Listed records:
§
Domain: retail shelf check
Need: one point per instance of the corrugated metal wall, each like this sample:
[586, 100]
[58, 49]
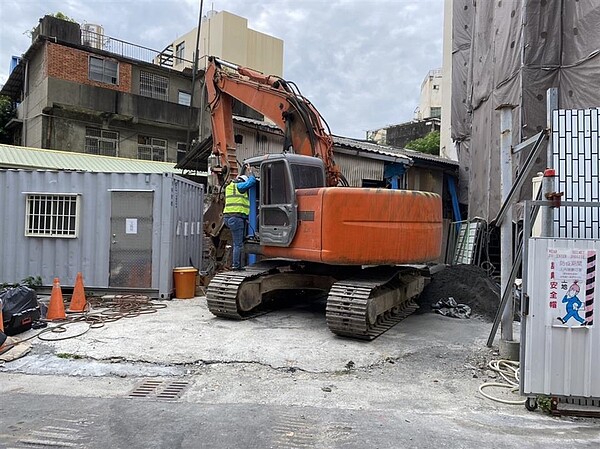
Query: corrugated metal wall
[257, 143]
[177, 206]
[355, 168]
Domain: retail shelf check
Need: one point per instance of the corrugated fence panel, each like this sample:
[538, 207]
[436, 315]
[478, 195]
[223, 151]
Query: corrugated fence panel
[355, 169]
[562, 341]
[575, 144]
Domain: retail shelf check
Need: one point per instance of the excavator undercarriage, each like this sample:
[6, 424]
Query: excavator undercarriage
[361, 302]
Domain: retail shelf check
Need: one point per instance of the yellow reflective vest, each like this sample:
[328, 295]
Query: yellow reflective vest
[235, 201]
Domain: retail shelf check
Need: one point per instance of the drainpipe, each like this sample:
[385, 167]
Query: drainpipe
[548, 182]
[506, 241]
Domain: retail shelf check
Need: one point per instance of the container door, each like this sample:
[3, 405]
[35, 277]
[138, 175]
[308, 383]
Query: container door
[278, 207]
[131, 239]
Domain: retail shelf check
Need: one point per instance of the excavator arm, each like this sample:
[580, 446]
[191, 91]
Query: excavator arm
[276, 99]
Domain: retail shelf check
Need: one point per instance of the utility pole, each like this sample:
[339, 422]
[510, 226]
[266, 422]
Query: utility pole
[195, 70]
[506, 232]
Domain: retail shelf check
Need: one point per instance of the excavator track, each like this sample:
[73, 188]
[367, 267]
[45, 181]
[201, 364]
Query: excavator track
[350, 300]
[222, 292]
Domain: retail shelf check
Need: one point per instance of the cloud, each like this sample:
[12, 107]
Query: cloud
[361, 63]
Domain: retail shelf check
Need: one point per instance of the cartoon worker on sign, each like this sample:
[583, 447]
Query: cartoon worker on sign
[573, 304]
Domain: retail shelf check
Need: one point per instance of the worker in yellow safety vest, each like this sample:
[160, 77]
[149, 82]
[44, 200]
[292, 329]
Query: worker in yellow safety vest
[235, 213]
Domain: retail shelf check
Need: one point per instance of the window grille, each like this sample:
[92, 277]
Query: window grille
[103, 70]
[179, 52]
[154, 86]
[184, 98]
[152, 149]
[181, 151]
[101, 141]
[52, 215]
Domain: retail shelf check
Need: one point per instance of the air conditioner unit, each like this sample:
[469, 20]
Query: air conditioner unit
[92, 35]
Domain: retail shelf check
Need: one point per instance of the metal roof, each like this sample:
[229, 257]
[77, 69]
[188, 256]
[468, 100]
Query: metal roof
[391, 151]
[37, 158]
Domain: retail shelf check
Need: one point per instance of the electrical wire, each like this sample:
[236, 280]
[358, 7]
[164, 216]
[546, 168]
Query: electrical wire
[98, 313]
[509, 371]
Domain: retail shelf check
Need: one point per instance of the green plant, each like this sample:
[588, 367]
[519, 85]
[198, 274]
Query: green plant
[430, 144]
[7, 112]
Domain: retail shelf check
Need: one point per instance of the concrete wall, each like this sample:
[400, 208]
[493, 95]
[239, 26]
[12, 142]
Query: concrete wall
[425, 180]
[431, 94]
[447, 148]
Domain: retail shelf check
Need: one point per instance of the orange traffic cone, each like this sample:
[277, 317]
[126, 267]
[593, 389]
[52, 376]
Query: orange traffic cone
[56, 308]
[2, 336]
[78, 299]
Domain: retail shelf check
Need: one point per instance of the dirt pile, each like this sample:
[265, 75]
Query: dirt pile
[467, 284]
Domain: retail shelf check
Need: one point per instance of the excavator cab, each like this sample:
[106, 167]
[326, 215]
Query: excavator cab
[280, 176]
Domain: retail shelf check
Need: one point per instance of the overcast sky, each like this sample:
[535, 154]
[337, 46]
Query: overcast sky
[361, 63]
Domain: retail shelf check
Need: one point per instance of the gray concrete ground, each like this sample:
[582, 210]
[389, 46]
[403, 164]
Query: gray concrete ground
[286, 379]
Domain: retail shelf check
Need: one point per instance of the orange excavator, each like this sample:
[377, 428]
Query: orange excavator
[365, 248]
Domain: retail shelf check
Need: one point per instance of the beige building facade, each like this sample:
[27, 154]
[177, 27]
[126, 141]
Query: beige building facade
[228, 37]
[430, 104]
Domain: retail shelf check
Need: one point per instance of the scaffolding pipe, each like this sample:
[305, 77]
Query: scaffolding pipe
[506, 243]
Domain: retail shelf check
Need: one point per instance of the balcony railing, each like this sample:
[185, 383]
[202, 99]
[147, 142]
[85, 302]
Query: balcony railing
[125, 49]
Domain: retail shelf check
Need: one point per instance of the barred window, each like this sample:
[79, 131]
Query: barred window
[154, 86]
[101, 141]
[184, 98]
[152, 149]
[179, 52]
[181, 151]
[103, 70]
[52, 215]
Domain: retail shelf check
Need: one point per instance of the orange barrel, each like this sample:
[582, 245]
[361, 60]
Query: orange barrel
[185, 282]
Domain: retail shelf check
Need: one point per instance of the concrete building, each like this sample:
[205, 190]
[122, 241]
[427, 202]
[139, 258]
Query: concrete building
[93, 96]
[228, 37]
[511, 53]
[430, 103]
[447, 148]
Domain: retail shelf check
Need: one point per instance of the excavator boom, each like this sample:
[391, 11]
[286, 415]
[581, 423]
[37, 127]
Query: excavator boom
[352, 244]
[276, 99]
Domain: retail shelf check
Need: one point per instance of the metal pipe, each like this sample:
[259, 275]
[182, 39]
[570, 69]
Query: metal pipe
[506, 243]
[548, 181]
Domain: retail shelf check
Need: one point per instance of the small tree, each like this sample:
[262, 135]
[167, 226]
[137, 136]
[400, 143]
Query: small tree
[430, 144]
[7, 112]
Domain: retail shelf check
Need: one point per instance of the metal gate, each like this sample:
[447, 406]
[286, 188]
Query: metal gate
[131, 239]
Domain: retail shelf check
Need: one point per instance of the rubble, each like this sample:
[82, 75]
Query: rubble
[467, 284]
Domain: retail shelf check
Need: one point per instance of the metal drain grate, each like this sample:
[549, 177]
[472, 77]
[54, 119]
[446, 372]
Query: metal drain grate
[158, 389]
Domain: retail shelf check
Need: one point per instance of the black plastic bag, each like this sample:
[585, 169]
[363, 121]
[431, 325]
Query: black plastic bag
[20, 309]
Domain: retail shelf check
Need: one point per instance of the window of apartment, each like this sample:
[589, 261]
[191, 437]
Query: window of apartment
[181, 151]
[101, 141]
[184, 98]
[152, 149]
[154, 86]
[104, 70]
[52, 215]
[179, 52]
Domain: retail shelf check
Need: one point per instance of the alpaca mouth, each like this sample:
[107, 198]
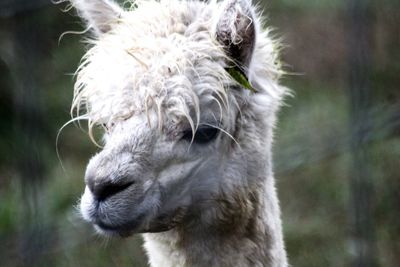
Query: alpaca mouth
[161, 223]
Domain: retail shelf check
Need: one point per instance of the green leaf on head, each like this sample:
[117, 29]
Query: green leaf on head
[240, 78]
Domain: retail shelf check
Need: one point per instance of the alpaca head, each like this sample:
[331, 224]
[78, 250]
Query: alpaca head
[156, 79]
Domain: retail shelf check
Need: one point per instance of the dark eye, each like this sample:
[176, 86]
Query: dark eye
[203, 135]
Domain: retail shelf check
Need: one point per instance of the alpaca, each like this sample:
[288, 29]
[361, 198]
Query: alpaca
[187, 94]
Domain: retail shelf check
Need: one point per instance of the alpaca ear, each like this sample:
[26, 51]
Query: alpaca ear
[100, 15]
[236, 31]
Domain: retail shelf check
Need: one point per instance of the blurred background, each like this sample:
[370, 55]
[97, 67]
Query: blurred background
[337, 149]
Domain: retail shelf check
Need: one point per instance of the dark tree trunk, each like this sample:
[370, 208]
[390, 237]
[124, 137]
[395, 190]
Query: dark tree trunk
[361, 180]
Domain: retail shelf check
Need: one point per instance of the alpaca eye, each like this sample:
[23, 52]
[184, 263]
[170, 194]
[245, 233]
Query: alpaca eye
[203, 135]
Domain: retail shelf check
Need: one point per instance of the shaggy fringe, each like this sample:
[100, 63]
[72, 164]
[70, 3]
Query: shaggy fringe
[130, 55]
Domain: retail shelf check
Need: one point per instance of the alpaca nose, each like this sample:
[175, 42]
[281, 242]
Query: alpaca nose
[105, 189]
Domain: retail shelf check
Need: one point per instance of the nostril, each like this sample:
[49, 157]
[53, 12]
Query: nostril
[101, 191]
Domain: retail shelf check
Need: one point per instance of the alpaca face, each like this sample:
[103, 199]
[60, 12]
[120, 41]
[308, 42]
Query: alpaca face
[148, 180]
[156, 78]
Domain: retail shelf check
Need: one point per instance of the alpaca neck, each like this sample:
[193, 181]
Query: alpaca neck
[254, 240]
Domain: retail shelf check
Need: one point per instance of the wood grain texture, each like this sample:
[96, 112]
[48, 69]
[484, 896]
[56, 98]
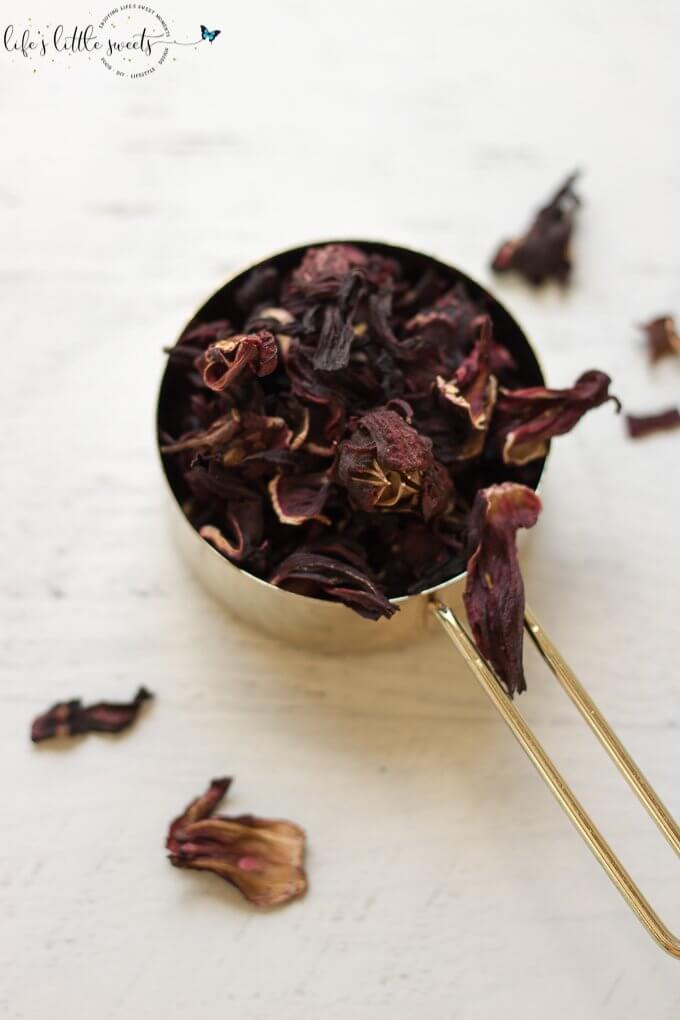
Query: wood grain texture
[443, 879]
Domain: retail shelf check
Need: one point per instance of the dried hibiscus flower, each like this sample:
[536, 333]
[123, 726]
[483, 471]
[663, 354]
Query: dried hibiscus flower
[72, 718]
[662, 336]
[644, 424]
[328, 431]
[224, 360]
[262, 858]
[525, 420]
[543, 251]
[494, 591]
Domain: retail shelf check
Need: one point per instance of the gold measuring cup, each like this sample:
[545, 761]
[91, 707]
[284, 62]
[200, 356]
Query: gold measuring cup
[331, 627]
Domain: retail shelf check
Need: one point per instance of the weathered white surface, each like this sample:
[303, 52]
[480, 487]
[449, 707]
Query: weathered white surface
[445, 881]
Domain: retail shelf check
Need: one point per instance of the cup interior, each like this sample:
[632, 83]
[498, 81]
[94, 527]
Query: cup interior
[222, 305]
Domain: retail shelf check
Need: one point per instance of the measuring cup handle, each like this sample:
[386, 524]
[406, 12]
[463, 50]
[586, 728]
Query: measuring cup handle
[553, 777]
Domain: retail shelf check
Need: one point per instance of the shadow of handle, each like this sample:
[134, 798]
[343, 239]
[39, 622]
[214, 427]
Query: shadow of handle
[552, 776]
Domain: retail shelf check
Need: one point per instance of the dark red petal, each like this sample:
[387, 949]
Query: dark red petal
[224, 361]
[494, 591]
[526, 419]
[71, 718]
[321, 269]
[299, 498]
[644, 424]
[470, 396]
[543, 251]
[243, 534]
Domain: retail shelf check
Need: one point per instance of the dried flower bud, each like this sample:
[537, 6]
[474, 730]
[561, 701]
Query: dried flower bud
[381, 463]
[223, 361]
[262, 858]
[662, 336]
[543, 251]
[72, 717]
[494, 591]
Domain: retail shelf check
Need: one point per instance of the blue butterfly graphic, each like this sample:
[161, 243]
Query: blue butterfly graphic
[210, 35]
§
Task to carry out:
Find every line in the entries above that contains the word "flower", matching case exactly, and copy each of those lines.

Answer to this problem:
Need: one point per instance of the dried hibiscus flower, each like this sample:
Query: dried hibiscus flower
Need: one point per instance of the dried flower bud, each like this sample:
Query: dried flower bud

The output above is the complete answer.